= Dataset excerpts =
---

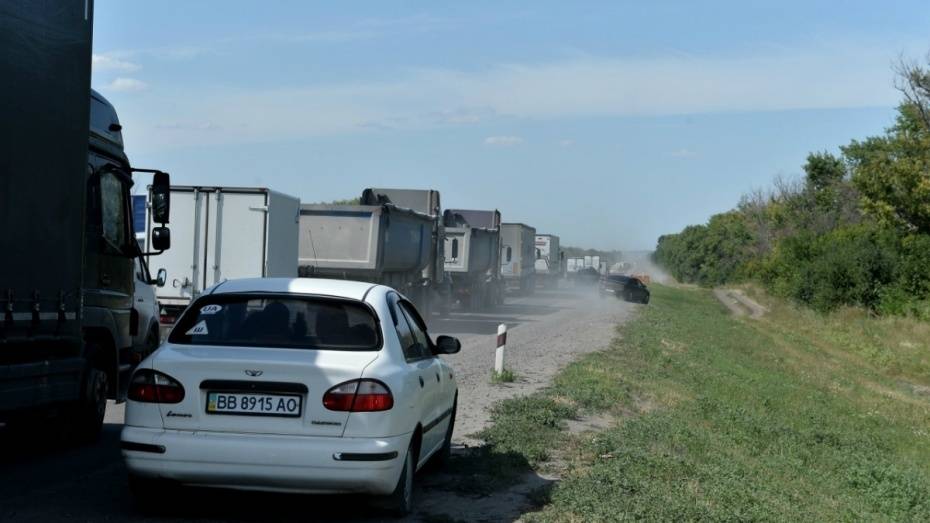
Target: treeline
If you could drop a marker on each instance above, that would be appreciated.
(854, 231)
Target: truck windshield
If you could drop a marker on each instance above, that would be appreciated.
(278, 321)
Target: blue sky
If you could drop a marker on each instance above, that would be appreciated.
(608, 123)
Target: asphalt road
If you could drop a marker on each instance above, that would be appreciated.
(43, 480)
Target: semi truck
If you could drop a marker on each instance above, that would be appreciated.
(392, 237)
(222, 233)
(472, 257)
(68, 249)
(518, 256)
(549, 264)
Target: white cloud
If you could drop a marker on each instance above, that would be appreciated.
(503, 141)
(127, 85)
(816, 77)
(102, 62)
(683, 153)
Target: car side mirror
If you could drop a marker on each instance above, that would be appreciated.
(447, 345)
(161, 198)
(161, 238)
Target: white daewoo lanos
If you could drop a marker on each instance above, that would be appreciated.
(292, 385)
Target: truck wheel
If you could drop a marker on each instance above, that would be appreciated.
(441, 458)
(151, 342)
(85, 418)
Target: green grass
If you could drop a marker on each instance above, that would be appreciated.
(504, 376)
(797, 416)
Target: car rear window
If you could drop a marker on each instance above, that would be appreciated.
(279, 321)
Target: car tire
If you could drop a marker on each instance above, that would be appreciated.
(151, 342)
(400, 502)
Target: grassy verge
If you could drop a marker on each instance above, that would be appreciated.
(504, 376)
(796, 416)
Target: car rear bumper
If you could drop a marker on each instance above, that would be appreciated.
(266, 462)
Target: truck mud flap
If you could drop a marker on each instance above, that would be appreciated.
(40, 383)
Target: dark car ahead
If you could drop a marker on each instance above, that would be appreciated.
(625, 287)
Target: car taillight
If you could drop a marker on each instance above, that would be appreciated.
(149, 386)
(359, 396)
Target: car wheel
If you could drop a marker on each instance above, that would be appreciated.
(400, 502)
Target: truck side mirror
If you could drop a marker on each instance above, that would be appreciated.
(447, 345)
(161, 198)
(161, 238)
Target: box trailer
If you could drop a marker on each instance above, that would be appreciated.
(518, 256)
(574, 264)
(549, 261)
(472, 257)
(222, 233)
(379, 241)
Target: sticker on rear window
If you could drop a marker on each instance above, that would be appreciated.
(206, 310)
(199, 329)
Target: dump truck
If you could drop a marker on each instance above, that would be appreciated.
(472, 257)
(393, 244)
(549, 265)
(222, 233)
(518, 256)
(574, 264)
(68, 250)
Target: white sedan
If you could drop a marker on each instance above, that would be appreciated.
(292, 385)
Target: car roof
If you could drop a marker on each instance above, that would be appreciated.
(355, 290)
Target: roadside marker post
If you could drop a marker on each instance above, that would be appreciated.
(499, 353)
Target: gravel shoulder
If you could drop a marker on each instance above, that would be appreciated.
(546, 331)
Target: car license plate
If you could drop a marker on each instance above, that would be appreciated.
(253, 404)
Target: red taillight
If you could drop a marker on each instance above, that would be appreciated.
(359, 396)
(148, 386)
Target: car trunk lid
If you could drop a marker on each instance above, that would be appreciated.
(270, 375)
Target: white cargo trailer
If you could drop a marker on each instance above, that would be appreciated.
(549, 266)
(518, 256)
(220, 233)
(472, 252)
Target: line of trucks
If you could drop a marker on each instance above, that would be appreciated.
(76, 300)
(403, 238)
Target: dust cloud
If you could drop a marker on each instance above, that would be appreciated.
(641, 262)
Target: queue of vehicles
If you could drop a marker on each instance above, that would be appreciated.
(296, 357)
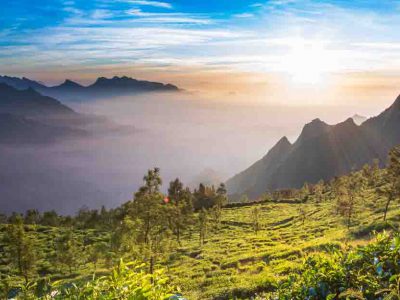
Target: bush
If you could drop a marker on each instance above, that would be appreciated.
(369, 272)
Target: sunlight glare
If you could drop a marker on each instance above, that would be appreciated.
(308, 62)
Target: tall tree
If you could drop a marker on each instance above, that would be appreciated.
(21, 248)
(203, 224)
(67, 249)
(255, 218)
(392, 188)
(179, 208)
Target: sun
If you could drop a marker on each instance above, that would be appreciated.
(308, 62)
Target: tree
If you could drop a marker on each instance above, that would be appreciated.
(124, 237)
(222, 197)
(319, 191)
(302, 213)
(96, 252)
(244, 199)
(21, 248)
(180, 208)
(304, 192)
(67, 249)
(203, 224)
(32, 216)
(150, 211)
(50, 218)
(392, 189)
(255, 217)
(347, 189)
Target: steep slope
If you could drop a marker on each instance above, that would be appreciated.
(30, 103)
(101, 88)
(21, 83)
(322, 151)
(19, 130)
(254, 179)
(386, 126)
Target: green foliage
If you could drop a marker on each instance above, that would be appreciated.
(363, 273)
(21, 248)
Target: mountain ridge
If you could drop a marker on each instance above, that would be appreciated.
(102, 87)
(321, 151)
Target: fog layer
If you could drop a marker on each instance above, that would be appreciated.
(187, 137)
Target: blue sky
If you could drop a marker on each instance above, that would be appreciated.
(53, 36)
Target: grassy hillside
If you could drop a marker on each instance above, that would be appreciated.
(234, 260)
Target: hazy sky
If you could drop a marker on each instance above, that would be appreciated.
(257, 46)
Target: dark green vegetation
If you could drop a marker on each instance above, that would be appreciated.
(311, 243)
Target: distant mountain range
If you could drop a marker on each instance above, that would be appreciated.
(358, 119)
(30, 103)
(101, 88)
(321, 151)
(28, 117)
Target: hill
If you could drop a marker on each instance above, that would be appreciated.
(244, 253)
(321, 152)
(19, 130)
(101, 88)
(30, 103)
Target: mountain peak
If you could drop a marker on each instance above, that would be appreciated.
(396, 103)
(284, 141)
(313, 129)
(70, 83)
(358, 119)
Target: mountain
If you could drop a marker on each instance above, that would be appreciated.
(19, 130)
(321, 151)
(30, 103)
(208, 177)
(101, 88)
(358, 119)
(21, 83)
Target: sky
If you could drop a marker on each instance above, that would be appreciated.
(259, 47)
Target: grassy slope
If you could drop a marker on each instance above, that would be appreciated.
(234, 258)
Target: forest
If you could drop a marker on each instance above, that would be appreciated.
(330, 240)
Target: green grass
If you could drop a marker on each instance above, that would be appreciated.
(235, 261)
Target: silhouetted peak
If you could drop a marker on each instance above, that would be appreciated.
(282, 146)
(348, 124)
(396, 103)
(70, 83)
(5, 87)
(283, 142)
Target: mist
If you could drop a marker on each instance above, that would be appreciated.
(184, 135)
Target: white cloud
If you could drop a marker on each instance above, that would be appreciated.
(151, 3)
(244, 15)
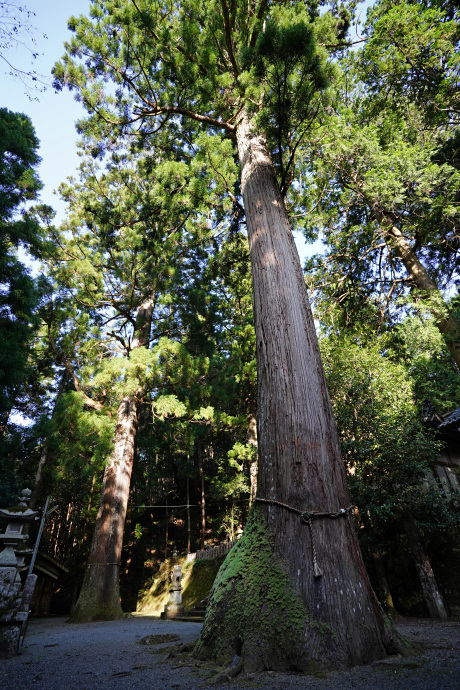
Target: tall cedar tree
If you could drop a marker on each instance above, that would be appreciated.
(386, 167)
(290, 594)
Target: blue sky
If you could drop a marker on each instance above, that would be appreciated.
(54, 114)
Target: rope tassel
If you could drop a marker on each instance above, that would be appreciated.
(307, 519)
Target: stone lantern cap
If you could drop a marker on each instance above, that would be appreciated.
(20, 513)
(17, 516)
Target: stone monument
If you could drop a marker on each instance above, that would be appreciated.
(14, 598)
(174, 607)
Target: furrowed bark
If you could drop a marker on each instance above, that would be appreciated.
(266, 604)
(100, 594)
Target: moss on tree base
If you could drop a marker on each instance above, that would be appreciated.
(253, 611)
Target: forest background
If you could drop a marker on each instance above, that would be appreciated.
(144, 292)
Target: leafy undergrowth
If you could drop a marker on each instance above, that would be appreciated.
(197, 580)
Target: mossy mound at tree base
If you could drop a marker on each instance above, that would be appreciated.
(253, 611)
(197, 580)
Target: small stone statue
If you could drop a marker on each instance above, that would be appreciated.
(174, 607)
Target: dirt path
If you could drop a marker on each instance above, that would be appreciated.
(58, 656)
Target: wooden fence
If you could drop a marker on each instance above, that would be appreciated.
(213, 552)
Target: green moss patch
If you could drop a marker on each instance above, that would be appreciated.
(159, 639)
(253, 611)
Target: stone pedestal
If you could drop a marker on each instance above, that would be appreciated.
(14, 599)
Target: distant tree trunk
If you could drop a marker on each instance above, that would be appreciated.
(252, 440)
(203, 495)
(427, 579)
(100, 594)
(445, 321)
(269, 602)
(188, 514)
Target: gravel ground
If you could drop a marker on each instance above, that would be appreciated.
(57, 655)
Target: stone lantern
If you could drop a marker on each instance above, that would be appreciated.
(14, 599)
(174, 607)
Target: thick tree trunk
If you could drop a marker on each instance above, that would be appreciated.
(269, 602)
(100, 594)
(45, 450)
(427, 579)
(203, 495)
(445, 321)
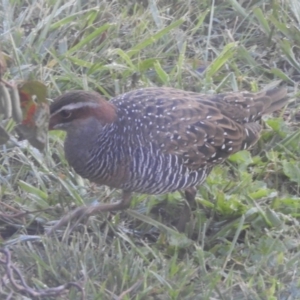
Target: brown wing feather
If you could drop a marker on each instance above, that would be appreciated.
(200, 129)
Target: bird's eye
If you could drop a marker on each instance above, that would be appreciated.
(66, 114)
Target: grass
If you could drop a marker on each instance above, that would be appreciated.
(243, 239)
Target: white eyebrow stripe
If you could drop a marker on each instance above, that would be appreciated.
(73, 106)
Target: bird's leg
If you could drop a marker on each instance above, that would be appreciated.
(86, 211)
(190, 194)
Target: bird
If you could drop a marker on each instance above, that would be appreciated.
(156, 140)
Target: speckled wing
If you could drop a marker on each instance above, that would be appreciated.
(200, 129)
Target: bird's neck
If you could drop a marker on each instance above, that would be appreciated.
(80, 144)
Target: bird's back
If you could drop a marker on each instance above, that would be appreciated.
(199, 129)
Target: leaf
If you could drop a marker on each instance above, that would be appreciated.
(34, 126)
(4, 136)
(291, 170)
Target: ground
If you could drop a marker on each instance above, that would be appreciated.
(243, 239)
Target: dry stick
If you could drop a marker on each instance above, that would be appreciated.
(25, 289)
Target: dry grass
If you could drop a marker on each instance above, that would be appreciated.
(243, 240)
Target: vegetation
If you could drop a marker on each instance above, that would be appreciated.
(243, 239)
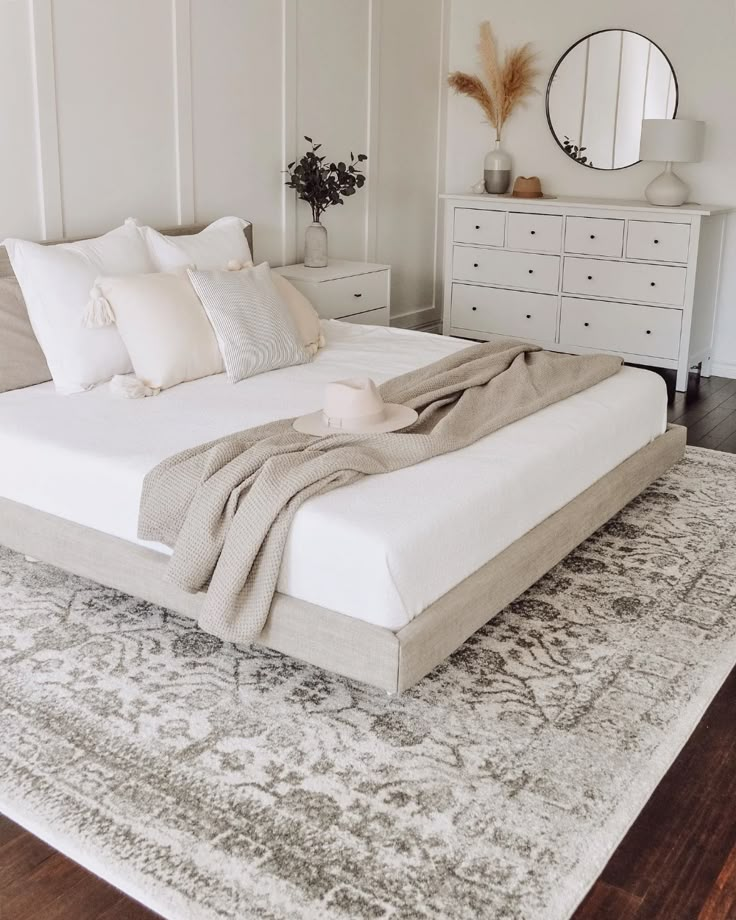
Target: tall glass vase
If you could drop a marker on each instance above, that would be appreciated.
(315, 245)
(497, 171)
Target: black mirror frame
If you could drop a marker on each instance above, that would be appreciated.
(557, 67)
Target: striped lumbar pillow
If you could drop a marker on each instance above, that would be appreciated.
(252, 323)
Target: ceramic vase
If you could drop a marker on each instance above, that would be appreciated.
(315, 246)
(497, 171)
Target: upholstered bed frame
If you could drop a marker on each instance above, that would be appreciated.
(371, 654)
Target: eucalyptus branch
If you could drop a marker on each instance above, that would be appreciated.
(323, 184)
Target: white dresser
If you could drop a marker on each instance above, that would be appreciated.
(586, 275)
(355, 292)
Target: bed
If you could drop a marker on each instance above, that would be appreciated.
(381, 580)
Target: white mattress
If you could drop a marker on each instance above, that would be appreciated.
(382, 549)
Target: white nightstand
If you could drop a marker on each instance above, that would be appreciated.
(355, 292)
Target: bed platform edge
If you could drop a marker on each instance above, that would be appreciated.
(393, 662)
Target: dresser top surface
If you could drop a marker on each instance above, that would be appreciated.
(336, 268)
(612, 204)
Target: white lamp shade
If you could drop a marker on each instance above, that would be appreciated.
(676, 140)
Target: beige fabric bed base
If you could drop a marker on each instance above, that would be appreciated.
(371, 654)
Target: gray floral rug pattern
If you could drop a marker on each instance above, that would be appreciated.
(216, 782)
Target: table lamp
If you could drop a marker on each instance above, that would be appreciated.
(670, 140)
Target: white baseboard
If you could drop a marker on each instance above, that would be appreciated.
(723, 369)
(416, 318)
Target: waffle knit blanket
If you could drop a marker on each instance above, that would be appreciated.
(225, 507)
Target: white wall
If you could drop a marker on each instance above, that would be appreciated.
(699, 40)
(180, 111)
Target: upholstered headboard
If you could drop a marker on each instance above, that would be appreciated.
(6, 270)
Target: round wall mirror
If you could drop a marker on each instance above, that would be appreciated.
(601, 90)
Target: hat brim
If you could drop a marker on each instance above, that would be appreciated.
(395, 417)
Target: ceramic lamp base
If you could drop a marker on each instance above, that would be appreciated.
(667, 190)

---

= Assigned task =
Go over the data above and copy every line that has the word "wall" in it.

= Final answer =
Target: white wall
Target: round wall mirror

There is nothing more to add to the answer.